EXERCÍCIO 1>
Segundo o texto sobre Arthur Lira, com que idade ele foi contratado na Assembleia Legislativa de Alagoas?
EXERCÍCIO 2>
Com base no texto sobre Arthur Lira, explique por que o termo "funcionário-fantasma" entrou na vida dele ainda na adolescência.
EXERCÍCIO 3>
Escreva a continuação do texto sobre Arthur Lira, começando logo depois da última frase.

TEXTO DE ORIGEM>
Orosto de Arthur Lira ainda não tinha nem sinal de barba quando o termo “funcionário-fantasma” apareceu pela primeira vez na sua vida – e era ele mesmo. No começo de 1986, a imprensa de Maceió publicou a denúncia de que era assessor especial da Assembleia Legislativa de Alagoas no gabinete do pai, à época deputado estadual pelo antigo PFL. Lira tinha 17 anos e, de acordo com as notícias, havia sido contratado dois anos antes, com apenas 15. O escândalo lhe rendeu constrangimentos. Nas ruas do local onde vivia, o Loteamento Guaicurus, que acomodava famílias de classe média e média baixa no bairro de Ponta Grossa, ouviu durante meses os xingamentos de garotos da vizinhança – que, escondidos atrás de carros e simulando a voz de papagaios, gritavam para o jovem Arthur: “Corrupto! Corrupto!”

DADOS FORNECIDOS>
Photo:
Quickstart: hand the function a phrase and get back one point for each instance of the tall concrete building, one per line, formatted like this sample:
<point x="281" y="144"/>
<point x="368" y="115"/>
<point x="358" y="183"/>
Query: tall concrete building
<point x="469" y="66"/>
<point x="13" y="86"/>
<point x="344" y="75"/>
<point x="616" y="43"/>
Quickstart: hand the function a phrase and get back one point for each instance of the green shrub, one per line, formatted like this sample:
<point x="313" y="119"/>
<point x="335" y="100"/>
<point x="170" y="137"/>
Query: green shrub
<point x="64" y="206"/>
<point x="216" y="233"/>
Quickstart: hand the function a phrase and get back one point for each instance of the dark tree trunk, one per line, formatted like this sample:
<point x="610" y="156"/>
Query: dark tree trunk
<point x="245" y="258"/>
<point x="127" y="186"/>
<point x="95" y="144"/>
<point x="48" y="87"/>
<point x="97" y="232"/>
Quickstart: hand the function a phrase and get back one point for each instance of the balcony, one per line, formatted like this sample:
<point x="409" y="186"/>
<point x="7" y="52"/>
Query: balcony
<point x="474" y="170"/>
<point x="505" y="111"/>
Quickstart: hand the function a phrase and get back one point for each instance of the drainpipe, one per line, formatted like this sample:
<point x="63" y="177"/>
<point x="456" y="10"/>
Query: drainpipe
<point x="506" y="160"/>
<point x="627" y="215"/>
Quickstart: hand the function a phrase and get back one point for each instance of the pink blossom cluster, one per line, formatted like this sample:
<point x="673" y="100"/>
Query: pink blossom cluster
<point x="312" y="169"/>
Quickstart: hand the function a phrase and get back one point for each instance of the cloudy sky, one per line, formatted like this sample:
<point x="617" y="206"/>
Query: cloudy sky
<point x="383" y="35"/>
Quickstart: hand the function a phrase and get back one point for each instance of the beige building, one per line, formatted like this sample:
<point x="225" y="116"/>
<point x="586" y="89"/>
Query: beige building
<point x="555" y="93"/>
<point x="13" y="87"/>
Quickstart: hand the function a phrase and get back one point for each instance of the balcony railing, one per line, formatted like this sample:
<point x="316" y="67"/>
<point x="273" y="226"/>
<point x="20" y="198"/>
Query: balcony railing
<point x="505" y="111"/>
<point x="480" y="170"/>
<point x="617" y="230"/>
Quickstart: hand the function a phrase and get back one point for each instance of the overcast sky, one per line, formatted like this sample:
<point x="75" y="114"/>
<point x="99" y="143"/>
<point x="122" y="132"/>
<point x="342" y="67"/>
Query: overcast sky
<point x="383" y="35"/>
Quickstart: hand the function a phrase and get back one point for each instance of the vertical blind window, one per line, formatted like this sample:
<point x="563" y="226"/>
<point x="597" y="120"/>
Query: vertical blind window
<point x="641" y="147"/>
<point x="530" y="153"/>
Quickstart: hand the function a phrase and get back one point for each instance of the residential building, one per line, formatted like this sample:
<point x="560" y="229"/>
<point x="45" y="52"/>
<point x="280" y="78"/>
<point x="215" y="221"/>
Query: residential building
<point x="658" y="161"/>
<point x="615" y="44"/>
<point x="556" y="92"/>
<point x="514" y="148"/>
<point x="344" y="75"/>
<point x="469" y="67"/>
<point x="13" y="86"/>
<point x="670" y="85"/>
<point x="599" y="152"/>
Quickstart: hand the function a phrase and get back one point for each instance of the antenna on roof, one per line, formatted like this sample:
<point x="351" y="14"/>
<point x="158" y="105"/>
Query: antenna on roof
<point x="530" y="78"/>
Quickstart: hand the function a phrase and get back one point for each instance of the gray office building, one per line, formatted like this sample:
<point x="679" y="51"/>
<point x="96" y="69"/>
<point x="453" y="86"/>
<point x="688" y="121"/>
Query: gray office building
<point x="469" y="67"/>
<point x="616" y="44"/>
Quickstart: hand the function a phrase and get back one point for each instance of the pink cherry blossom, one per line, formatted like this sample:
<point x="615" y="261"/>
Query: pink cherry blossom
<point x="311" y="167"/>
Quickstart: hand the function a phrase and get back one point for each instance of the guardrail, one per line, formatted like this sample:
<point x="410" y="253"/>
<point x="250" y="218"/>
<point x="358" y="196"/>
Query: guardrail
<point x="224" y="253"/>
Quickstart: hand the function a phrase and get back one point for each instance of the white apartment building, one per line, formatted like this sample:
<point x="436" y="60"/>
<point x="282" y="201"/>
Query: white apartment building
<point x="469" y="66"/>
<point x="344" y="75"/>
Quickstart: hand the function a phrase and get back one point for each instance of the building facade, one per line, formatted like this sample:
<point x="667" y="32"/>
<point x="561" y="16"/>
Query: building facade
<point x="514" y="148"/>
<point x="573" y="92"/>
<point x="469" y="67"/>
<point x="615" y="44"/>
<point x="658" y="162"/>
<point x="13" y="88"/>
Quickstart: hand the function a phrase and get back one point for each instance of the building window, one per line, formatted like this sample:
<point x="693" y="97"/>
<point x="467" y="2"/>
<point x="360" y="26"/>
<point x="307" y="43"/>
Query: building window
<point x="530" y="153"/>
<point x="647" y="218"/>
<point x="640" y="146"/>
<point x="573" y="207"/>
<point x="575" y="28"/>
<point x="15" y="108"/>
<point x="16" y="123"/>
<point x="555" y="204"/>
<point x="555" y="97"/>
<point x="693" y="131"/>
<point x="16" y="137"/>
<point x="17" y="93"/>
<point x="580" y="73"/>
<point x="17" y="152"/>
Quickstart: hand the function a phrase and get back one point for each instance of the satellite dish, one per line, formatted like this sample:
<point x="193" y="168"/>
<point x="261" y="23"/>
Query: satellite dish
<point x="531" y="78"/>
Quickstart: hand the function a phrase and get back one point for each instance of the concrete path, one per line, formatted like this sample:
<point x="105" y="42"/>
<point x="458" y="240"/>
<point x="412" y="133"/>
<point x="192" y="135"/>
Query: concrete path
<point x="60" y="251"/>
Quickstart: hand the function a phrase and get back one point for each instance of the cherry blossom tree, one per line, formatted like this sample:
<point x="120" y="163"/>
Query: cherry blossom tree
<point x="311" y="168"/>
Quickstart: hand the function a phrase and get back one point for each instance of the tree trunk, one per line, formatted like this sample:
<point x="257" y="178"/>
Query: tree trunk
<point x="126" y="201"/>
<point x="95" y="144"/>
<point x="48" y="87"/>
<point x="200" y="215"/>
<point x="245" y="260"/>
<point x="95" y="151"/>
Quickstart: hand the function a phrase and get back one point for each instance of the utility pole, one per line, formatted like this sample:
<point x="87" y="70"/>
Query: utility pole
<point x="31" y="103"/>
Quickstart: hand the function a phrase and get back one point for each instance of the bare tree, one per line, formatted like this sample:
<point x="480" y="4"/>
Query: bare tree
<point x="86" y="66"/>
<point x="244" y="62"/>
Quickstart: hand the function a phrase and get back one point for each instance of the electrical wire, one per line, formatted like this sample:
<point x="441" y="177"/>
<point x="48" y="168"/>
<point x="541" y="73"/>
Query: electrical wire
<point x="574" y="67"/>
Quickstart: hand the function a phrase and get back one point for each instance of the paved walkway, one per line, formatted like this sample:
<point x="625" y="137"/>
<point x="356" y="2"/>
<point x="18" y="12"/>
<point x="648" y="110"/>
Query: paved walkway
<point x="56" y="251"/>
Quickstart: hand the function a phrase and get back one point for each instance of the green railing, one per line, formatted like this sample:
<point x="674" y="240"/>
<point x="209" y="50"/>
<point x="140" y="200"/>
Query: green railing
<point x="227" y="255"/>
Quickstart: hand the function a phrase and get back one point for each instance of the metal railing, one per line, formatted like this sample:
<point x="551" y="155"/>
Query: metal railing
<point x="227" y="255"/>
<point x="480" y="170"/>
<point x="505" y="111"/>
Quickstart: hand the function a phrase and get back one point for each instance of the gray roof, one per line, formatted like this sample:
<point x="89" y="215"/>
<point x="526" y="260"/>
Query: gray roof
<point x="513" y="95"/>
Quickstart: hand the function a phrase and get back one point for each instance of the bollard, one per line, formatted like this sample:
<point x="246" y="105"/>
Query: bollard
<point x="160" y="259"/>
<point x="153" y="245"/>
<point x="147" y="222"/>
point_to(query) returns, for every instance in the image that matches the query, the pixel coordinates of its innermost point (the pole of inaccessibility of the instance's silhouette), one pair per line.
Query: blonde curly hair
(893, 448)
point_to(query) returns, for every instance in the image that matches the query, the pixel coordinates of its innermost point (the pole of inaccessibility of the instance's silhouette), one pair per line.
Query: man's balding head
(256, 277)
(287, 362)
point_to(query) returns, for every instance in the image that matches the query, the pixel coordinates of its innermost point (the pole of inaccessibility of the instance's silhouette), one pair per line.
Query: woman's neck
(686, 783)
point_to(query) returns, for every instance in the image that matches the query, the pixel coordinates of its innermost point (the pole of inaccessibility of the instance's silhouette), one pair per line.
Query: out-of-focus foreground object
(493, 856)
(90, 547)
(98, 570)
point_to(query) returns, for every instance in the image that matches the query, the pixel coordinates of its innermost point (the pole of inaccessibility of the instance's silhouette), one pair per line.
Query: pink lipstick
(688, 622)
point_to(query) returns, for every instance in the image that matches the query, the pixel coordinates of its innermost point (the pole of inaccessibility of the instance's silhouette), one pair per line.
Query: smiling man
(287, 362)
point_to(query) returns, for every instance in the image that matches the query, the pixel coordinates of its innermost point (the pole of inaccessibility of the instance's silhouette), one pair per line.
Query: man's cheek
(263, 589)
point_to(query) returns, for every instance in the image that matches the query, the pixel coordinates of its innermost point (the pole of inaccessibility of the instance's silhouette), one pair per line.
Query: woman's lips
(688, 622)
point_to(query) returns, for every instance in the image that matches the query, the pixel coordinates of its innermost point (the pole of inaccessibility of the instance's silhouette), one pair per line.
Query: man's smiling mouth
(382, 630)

RESPOSTA 1>
Com apenas 15 anos.

RESPOSTA 2>
No começo de 1986, a imprensa de Maceió denunciou que ele era assessor especial da Assembleia Legislativa de Alagoas no gabinete do pai, na época deputado estadual pelo antigo PFL. Ele tinha 17 anos e, pelas notícias, tinha sido contratado dois anos antes.

RESPOSTA 3>
O constrangimento não foi suficiente para evitar que ele continuasse a se envolver em acusações do mesmo tipo. A mais retumbante apareceu duas décadas depois. Em meados de 2005, uma senhora septuagenária estranhou o valor do seu contracheque da Assembleia Legislativa de Alagoas. Indignada, foi reclamar no setor de Recursos Humanos. Achou que a trataram com grosseria e, mais furiosa ainda, resolveu procurar a Polícia Federal. Lá, suas queixas caíram nos ouvidos de investigadores que já estavam encafifados com um fato estranho apontado pelo Conselho de Controle de Atividades Financeiras (Coaf), órgão do Ministério da Fazenda: o movimento nas contas de alguns funcionários da Assembleia Legislativa era incompatível com o que aparecia na folha de pagamento da Casa.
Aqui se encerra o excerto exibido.